[Stored records]
****

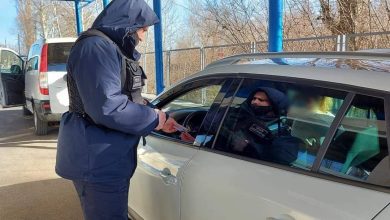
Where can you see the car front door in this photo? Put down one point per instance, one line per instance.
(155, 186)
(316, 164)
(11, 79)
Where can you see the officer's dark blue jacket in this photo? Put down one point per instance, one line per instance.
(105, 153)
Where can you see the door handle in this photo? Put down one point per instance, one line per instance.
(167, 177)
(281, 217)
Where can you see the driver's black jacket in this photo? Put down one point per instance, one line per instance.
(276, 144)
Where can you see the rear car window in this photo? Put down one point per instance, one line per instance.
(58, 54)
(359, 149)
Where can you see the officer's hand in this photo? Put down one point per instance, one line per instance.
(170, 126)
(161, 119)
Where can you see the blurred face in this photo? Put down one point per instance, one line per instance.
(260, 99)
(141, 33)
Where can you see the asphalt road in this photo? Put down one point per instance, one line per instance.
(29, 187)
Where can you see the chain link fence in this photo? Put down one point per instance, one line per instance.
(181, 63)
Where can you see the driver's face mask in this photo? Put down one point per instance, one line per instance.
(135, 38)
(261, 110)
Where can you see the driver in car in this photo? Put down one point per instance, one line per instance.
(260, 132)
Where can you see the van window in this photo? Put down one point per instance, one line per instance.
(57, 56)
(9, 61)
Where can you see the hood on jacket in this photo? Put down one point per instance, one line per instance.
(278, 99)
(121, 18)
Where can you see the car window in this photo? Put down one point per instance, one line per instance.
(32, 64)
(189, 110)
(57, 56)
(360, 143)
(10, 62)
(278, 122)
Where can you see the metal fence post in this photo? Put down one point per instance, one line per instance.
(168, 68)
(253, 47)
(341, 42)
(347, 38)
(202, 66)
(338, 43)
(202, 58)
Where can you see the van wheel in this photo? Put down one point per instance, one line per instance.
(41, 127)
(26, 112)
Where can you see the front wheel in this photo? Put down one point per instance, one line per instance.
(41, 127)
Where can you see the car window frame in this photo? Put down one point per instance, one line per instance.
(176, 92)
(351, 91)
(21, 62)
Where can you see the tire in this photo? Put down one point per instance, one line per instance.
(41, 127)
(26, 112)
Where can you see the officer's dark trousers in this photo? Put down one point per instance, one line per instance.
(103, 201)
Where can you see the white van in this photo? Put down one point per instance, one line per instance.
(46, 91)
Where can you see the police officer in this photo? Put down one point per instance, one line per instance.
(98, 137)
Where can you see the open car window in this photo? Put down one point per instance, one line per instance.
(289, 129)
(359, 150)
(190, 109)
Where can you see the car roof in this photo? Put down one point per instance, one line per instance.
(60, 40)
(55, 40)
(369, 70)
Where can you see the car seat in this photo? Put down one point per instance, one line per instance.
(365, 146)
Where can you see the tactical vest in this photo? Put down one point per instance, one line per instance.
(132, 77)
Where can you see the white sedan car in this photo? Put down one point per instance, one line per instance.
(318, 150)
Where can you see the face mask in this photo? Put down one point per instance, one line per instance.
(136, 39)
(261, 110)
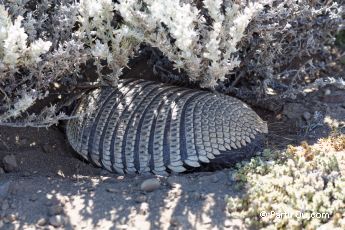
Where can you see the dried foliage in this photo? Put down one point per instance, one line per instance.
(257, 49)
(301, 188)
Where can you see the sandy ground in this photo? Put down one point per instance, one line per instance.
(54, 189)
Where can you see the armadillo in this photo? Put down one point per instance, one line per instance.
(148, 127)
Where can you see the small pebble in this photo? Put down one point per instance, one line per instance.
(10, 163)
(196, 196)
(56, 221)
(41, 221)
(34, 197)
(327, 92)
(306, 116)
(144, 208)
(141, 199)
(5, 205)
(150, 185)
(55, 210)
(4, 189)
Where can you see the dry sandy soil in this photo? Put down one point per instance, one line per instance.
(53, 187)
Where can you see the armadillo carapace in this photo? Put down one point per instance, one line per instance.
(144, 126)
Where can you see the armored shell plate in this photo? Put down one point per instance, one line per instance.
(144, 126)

****

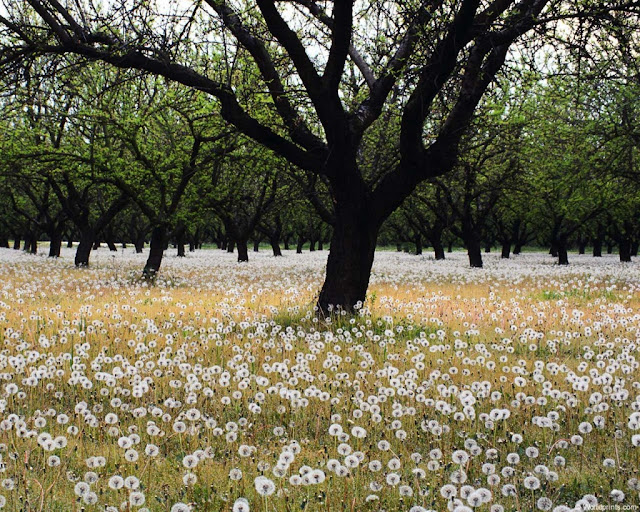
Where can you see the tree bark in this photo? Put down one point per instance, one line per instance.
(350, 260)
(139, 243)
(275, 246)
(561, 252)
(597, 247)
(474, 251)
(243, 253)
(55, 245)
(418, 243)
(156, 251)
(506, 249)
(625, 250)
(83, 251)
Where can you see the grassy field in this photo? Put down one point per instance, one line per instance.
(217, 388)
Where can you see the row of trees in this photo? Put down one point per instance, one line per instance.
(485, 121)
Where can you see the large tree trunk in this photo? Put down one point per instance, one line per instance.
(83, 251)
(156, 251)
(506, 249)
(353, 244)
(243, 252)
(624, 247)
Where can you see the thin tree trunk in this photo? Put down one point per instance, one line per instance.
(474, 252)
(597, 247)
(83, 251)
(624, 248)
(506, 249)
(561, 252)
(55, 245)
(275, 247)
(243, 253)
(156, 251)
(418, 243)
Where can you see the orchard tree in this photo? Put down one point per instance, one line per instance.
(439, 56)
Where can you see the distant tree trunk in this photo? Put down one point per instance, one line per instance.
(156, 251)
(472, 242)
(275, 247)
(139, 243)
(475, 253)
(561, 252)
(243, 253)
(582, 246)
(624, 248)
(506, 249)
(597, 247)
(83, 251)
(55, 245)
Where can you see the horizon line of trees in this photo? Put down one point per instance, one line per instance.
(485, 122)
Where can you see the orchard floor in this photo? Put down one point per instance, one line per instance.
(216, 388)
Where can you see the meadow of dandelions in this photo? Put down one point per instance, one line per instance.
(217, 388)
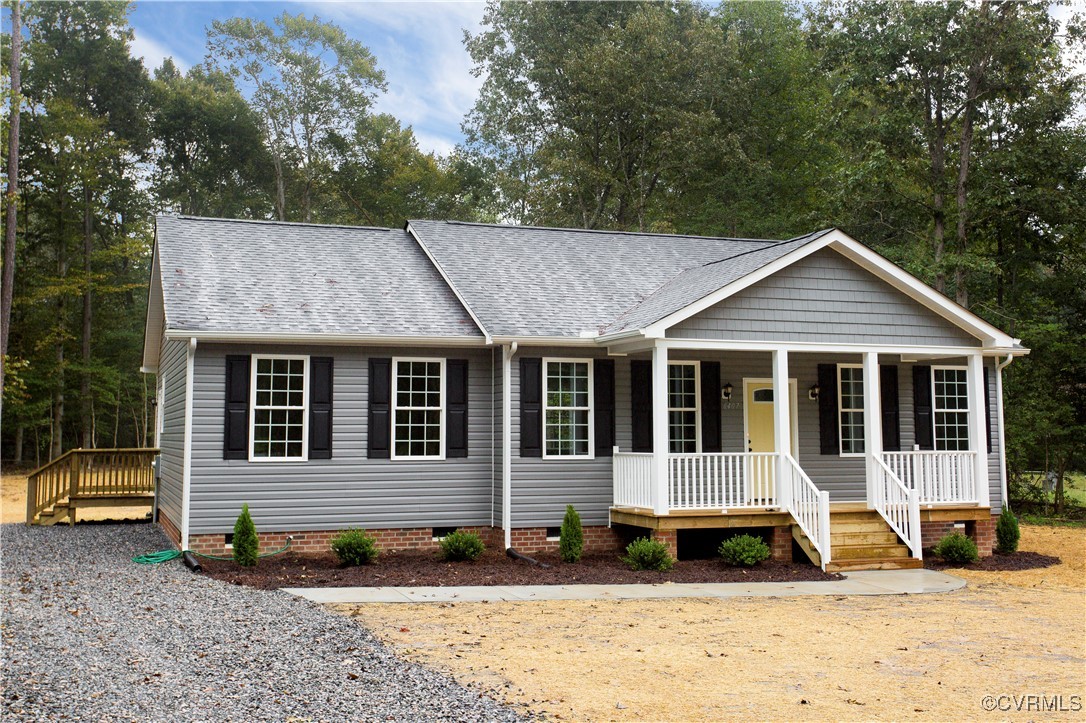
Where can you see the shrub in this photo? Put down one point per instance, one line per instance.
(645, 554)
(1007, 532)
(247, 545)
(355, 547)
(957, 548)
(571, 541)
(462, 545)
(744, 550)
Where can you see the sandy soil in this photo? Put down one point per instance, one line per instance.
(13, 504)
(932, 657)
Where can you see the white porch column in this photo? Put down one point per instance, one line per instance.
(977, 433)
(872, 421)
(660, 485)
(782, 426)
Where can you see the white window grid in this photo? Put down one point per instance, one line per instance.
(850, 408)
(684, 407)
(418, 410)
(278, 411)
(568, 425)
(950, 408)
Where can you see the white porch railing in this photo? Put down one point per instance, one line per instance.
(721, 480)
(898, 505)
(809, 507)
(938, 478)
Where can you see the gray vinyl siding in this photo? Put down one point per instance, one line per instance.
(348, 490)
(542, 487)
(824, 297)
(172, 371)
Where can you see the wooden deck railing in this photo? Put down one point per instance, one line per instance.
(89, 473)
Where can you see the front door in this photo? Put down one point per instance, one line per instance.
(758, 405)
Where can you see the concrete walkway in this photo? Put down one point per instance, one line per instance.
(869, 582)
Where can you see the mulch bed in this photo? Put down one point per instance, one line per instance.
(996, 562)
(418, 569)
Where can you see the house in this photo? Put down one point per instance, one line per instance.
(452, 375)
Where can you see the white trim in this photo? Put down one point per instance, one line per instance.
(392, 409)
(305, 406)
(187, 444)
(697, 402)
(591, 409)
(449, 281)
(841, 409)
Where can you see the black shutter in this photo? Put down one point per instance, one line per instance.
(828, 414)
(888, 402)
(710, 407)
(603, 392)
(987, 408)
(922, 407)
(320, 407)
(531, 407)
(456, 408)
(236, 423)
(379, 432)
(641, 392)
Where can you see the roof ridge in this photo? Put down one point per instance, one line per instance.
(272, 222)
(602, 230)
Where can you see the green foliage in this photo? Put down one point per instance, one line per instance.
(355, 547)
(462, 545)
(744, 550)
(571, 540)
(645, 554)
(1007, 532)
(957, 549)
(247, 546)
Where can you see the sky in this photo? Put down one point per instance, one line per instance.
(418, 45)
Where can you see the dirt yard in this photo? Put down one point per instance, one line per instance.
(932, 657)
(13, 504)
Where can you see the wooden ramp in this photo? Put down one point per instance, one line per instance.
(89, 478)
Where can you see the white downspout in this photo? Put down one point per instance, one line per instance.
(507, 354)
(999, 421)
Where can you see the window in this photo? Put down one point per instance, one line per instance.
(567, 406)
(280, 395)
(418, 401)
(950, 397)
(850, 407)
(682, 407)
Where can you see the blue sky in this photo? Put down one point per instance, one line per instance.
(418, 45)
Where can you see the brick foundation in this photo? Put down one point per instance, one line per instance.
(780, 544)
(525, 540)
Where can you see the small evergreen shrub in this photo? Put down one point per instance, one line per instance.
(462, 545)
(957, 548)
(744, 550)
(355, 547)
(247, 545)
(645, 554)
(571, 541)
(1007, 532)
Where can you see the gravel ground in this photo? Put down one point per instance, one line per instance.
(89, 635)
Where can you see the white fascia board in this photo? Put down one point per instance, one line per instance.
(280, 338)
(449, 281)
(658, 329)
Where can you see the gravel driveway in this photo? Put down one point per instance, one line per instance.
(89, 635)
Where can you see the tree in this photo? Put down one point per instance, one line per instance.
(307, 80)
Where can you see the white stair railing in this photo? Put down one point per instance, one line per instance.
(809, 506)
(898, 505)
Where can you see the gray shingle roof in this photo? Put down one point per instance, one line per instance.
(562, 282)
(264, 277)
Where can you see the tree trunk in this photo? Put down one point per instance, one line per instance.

****

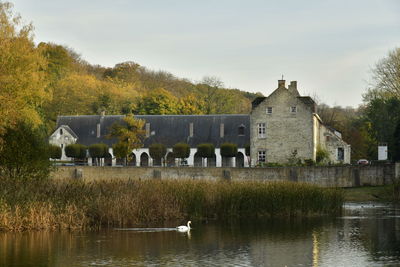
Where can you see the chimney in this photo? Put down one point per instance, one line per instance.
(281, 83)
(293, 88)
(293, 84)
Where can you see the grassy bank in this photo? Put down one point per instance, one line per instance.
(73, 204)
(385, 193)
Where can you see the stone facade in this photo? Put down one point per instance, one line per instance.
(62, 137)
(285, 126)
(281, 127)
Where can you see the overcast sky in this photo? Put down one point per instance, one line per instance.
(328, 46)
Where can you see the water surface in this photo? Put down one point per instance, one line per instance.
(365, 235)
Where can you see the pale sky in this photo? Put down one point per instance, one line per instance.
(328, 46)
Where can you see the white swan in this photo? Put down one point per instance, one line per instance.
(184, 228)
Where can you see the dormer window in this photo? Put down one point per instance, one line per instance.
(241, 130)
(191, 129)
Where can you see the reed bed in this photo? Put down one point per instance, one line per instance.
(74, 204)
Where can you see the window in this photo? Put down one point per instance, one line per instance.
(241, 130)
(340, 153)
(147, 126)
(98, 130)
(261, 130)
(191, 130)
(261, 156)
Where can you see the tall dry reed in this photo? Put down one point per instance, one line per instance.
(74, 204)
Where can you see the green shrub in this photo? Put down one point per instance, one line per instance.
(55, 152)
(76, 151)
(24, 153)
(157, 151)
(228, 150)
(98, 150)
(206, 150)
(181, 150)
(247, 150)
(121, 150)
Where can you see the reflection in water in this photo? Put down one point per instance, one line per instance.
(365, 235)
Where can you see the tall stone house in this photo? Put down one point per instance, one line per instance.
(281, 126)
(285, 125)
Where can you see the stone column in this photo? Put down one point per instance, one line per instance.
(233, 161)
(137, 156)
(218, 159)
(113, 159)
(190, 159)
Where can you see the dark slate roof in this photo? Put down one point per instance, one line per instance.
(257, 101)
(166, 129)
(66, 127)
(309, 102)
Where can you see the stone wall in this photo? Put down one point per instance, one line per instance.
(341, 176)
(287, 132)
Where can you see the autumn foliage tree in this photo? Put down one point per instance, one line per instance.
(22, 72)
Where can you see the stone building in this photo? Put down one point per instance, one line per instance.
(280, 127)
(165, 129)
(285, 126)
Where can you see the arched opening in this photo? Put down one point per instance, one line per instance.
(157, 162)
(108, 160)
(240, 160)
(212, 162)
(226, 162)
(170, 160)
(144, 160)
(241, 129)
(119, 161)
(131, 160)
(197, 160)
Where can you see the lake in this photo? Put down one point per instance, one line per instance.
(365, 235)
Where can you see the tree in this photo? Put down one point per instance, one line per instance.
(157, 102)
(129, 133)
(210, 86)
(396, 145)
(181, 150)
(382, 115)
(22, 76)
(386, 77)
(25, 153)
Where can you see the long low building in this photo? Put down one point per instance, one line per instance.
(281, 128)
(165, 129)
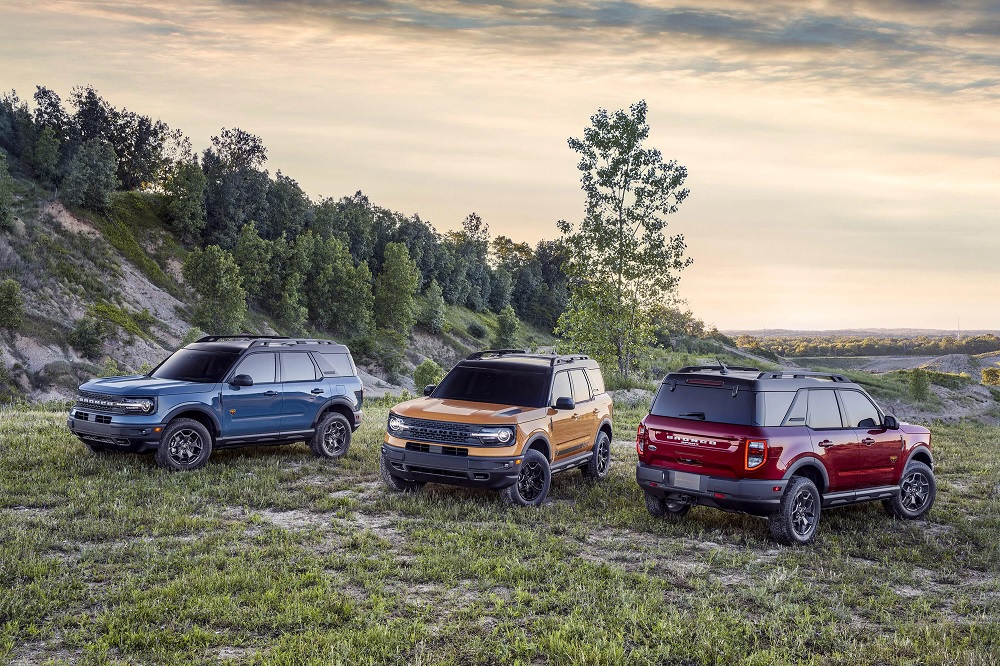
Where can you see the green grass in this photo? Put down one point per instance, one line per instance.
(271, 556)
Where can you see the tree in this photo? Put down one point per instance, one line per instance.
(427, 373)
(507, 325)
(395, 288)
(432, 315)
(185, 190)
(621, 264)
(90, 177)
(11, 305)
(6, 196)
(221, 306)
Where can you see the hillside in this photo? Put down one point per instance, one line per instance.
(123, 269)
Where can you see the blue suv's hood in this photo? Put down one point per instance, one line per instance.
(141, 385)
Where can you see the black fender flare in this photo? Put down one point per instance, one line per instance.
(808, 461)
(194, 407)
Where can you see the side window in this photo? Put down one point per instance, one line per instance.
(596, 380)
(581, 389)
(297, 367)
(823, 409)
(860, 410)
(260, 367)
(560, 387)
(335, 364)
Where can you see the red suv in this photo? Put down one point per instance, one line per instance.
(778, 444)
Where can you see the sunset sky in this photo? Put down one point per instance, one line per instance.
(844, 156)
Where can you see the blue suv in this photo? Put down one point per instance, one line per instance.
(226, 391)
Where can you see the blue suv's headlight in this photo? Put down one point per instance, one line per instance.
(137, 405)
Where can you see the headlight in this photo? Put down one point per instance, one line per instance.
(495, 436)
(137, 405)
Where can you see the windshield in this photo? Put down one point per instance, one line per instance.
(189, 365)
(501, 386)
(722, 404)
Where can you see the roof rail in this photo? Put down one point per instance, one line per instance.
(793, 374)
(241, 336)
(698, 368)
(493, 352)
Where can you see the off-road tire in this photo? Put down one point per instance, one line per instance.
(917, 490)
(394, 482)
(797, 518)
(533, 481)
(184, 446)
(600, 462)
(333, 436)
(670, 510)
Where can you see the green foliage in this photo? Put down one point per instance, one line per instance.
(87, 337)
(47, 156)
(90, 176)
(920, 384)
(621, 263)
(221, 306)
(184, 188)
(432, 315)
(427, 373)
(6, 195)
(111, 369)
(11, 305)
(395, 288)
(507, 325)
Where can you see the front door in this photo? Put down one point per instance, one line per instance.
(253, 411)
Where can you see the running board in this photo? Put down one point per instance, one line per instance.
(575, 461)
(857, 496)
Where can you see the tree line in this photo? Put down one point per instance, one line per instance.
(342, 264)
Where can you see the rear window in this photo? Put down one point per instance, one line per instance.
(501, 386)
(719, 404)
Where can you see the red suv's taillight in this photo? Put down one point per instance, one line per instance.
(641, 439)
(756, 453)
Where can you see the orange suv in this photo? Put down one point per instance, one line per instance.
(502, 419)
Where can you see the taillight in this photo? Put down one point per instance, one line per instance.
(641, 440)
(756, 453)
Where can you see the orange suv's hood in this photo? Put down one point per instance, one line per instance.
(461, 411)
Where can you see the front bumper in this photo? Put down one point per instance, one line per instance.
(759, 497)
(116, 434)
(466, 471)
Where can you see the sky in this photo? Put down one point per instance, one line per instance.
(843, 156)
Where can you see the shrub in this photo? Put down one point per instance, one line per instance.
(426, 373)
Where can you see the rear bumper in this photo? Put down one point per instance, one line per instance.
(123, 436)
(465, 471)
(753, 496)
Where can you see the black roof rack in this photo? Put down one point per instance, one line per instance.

****

**TASK REQUIREMENTS:** List every line of the records above that contains the string "tall", treating uppercase and lowercase as different.

**WRITTEN ANSWER:**
Where can you see the tall dry reed in this photo? Put down one point per instance, one line per instance.
Where can you see the tall stone house in this photo? Put down one point per instance, one line per instance.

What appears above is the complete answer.